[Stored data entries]

>>>

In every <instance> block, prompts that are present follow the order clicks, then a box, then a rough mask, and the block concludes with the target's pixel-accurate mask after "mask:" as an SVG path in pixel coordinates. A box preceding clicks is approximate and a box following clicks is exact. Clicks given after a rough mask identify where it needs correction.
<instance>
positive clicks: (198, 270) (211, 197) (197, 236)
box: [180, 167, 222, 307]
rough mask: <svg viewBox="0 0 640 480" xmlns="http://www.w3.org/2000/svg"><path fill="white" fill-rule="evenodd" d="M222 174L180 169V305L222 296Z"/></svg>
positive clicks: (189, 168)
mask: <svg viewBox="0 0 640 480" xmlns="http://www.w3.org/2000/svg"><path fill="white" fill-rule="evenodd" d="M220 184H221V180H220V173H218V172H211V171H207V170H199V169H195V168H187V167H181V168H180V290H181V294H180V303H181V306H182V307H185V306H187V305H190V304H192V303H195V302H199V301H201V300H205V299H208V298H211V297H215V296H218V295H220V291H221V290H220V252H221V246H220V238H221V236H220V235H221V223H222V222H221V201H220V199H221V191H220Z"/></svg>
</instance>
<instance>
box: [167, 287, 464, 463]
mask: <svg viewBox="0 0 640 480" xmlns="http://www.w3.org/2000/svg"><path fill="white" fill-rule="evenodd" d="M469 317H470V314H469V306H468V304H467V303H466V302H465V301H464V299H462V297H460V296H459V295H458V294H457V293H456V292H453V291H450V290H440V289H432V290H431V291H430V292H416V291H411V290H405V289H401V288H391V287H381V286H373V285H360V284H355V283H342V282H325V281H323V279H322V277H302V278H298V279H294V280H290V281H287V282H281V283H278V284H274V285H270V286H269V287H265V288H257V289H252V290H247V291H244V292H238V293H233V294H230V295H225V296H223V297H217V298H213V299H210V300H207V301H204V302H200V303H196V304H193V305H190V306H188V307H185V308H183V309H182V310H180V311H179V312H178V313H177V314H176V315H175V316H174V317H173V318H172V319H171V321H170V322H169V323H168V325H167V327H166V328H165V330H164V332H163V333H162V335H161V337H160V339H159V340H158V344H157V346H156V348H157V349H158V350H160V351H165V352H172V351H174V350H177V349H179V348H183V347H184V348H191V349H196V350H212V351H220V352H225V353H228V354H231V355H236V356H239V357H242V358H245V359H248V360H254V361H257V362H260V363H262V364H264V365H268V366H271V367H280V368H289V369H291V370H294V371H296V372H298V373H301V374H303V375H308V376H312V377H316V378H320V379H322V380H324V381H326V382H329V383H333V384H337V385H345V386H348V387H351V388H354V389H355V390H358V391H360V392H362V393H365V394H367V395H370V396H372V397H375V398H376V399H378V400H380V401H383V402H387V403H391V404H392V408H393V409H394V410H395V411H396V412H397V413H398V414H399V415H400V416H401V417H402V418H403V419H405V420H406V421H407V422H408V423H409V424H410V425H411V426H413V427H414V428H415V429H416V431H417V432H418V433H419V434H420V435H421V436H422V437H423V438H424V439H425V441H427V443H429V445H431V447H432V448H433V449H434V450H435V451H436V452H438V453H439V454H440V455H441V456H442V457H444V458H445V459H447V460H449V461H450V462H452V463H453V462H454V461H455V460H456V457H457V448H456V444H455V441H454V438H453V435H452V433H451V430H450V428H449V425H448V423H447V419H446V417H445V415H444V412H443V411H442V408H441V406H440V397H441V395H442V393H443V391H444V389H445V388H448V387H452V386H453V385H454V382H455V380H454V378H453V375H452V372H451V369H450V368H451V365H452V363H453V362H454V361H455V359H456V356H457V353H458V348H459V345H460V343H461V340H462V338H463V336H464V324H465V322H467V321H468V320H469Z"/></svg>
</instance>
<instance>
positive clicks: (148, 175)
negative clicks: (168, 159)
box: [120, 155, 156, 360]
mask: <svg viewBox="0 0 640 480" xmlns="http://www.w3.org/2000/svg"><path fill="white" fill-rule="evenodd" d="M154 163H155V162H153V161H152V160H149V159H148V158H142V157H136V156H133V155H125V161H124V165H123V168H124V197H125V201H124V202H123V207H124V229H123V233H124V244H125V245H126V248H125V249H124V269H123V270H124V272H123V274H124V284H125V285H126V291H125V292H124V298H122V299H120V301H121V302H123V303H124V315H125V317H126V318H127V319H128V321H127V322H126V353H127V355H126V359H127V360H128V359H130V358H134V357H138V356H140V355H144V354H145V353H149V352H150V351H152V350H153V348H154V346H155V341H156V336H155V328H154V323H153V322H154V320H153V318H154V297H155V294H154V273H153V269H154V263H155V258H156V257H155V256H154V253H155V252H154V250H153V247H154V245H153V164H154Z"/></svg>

<<<

#### WRITTEN TASK
Each line of the data should be transcribed exactly.

#### OUTPUT
In every <instance> block, prompts that are present follow the order clicks, then a box, then a rough mask, and the block concludes with the target's pixel-accurate mask after "mask:" as an SVG path in pixel coordinates. A box preceding clicks is approximate and a box following clicks is exact. Clicks given after a rough mask identify where it needs correction.
<instance>
positive clicks: (198, 270) (211, 197) (197, 236)
box: [180, 167, 222, 307]
rough mask: <svg viewBox="0 0 640 480" xmlns="http://www.w3.org/2000/svg"><path fill="white" fill-rule="evenodd" d="M222 174L180 169V305L222 296Z"/></svg>
positive clicks: (189, 168)
mask: <svg viewBox="0 0 640 480" xmlns="http://www.w3.org/2000/svg"><path fill="white" fill-rule="evenodd" d="M220 184H221V180H220V173H218V172H211V171H207V170H199V169H195V168H187V167H181V168H180V290H181V294H180V303H181V306H182V307H185V306H187V305H190V304H192V303H195V302H199V301H201V300H205V299H208V298H211V297H215V296H218V295H220V291H221V290H220V252H221V246H220V238H221V236H220V235H221V223H222V222H221V201H220V199H221V191H220Z"/></svg>
</instance>
<instance>
box: [167, 287, 464, 463]
mask: <svg viewBox="0 0 640 480" xmlns="http://www.w3.org/2000/svg"><path fill="white" fill-rule="evenodd" d="M469 317H470V314H469V306H468V304H467V303H466V302H465V301H464V299H462V297H460V296H459V295H458V294H457V293H456V292H453V291H450V290H440V289H432V290H431V291H430V292H416V291H411V290H405V289H401V288H391V287H381V286H373V285H360V284H355V283H342V282H325V281H323V279H322V277H302V278H298V279H294V280H290V281H287V282H281V283H278V284H274V285H270V286H269V287H265V288H257V289H252V290H247V291H244V292H238V293H233V294H230V295H225V296H223V297H217V298H213V299H210V300H207V301H204V302H200V303H196V304H193V305H190V306H188V307H185V308H183V309H182V310H180V311H179V312H178V313H177V314H176V315H175V316H174V317H173V318H172V319H171V321H170V322H169V323H168V325H167V327H166V328H165V330H164V332H163V333H162V335H161V337H160V339H159V340H158V344H157V346H156V348H157V349H158V350H160V351H165V352H172V351H174V350H177V349H179V348H183V347H184V348H191V349H196V350H212V351H220V352H225V353H228V354H231V355H236V356H239V357H242V358H245V359H248V360H254V361H257V362H260V363H262V364H264V365H268V366H271V367H280V368H289V369H291V370H294V371H296V372H298V373H301V374H303V375H308V376H312V377H316V378H320V379H322V380H324V381H326V382H329V383H333V384H337V385H345V386H348V387H351V388H354V389H355V390H358V391H360V392H362V393H365V394H367V395H370V396H372V397H375V398H376V399H378V400H380V401H383V402H387V403H391V404H392V408H393V409H394V410H395V411H396V412H397V413H398V414H399V415H400V416H401V417H402V418H403V419H405V420H406V421H407V422H408V423H409V424H410V425H411V426H413V427H414V428H415V429H416V431H417V432H418V433H419V434H420V435H421V436H422V437H423V438H424V439H425V441H427V443H429V445H431V447H432V448H433V449H434V450H435V451H436V452H438V453H439V454H440V455H441V456H442V457H444V458H445V459H447V460H449V461H450V462H452V463H453V462H454V461H455V460H456V457H457V448H456V444H455V441H454V438H453V435H452V433H451V430H450V428H449V425H448V423H447V419H446V417H445V415H444V412H443V411H442V408H441V406H440V397H441V395H442V393H443V391H444V389H445V388H448V387H452V386H453V385H454V382H455V380H454V378H453V375H452V372H451V369H450V368H451V365H452V363H453V362H454V361H455V359H456V356H457V353H458V348H459V345H460V343H461V340H462V338H463V336H464V324H465V322H467V321H468V320H469Z"/></svg>
</instance>
<instance>
positive clicks: (148, 175)
negative clicks: (168, 159)
box: [120, 155, 156, 360]
mask: <svg viewBox="0 0 640 480" xmlns="http://www.w3.org/2000/svg"><path fill="white" fill-rule="evenodd" d="M154 163H155V162H153V161H152V160H149V159H148V158H142V157H136V156H133V155H125V161H124V165H123V168H124V197H125V201H124V202H123V207H124V229H123V233H124V244H125V245H126V248H125V249H124V269H123V270H124V272H123V274H124V284H125V285H126V291H125V292H124V298H122V299H120V301H121V302H123V303H124V315H125V317H126V318H127V319H128V321H127V322H126V353H127V355H126V359H127V360H128V359H130V358H134V357H138V356H140V355H144V354H145V353H149V352H150V351H152V350H153V348H154V346H155V341H156V336H155V328H154V323H153V322H154V320H153V318H154V297H155V294H154V273H153V269H154V263H155V258H156V257H155V256H154V253H155V252H154V250H153V247H154V245H153V164H154Z"/></svg>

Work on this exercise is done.